Dataset records:

-=-=-

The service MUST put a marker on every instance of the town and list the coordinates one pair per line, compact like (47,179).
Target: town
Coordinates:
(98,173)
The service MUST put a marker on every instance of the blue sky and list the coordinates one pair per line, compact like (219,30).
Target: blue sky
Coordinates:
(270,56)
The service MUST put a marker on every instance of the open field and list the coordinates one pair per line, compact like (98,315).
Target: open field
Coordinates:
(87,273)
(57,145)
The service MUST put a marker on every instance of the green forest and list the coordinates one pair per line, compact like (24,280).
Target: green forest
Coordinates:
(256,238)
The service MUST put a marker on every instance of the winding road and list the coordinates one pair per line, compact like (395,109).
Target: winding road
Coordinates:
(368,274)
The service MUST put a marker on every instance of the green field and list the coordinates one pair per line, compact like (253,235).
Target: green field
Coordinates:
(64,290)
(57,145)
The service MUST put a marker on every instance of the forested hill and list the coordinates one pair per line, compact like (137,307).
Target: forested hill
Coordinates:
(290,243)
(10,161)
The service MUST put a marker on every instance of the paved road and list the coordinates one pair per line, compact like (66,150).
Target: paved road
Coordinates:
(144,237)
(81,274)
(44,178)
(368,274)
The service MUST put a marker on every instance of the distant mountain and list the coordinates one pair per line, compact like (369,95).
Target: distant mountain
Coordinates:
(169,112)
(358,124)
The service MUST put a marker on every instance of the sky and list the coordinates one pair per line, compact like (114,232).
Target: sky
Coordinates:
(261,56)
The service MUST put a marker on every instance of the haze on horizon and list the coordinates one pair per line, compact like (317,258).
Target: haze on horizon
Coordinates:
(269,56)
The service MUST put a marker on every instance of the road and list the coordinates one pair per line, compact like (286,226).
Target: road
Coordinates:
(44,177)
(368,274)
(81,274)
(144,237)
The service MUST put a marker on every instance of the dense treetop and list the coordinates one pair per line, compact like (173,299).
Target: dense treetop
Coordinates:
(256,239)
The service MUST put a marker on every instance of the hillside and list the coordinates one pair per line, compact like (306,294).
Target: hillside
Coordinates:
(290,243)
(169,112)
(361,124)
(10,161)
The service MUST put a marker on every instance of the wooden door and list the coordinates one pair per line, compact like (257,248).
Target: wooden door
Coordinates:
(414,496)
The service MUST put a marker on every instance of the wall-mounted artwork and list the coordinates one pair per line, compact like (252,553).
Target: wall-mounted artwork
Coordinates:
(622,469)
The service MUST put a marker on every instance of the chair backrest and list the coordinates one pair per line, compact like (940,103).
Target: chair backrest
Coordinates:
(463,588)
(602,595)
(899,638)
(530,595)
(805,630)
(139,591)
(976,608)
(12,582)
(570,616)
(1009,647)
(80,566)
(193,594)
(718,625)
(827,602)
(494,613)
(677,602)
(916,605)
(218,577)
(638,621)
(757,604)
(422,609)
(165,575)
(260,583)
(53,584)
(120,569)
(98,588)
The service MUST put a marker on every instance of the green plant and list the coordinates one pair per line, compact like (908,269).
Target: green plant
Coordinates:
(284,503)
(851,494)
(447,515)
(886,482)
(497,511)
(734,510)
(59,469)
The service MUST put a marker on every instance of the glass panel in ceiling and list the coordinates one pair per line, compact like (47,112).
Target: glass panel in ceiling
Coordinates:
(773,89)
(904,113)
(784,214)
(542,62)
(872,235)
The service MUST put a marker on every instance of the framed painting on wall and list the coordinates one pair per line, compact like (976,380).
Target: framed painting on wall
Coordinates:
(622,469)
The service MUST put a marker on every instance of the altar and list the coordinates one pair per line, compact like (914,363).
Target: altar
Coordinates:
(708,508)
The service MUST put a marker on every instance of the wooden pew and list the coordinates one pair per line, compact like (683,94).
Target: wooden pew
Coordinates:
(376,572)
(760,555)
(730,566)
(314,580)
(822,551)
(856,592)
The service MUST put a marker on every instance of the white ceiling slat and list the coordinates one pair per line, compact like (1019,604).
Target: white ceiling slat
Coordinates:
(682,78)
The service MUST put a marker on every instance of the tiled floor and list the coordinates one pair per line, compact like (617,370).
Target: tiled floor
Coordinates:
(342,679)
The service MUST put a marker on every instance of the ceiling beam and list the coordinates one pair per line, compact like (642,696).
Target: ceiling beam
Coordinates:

-=-=-

**Aim:** Starting from the line with "compact like (1019,604)." and ending with the final line of the data, quote every line exactly, both ends included.

**Problem solution:**
The service MUST put a marker on every instance of the white ceiling slat and list the coordinates one pair per line, compact like (1019,604).
Target: white ceiling slat
Coordinates:
(682,78)
The service MUST put a marker on every instance of the tiled floor and list the coordinates one pair per line, compact like (617,370).
Target: tiled floor
Coordinates:
(342,679)
The service MUST put a marker on every instance of the ceiling beam and list the coordinates one pair per line, compact like (642,696).
Target: ceiling beam
Coordinates:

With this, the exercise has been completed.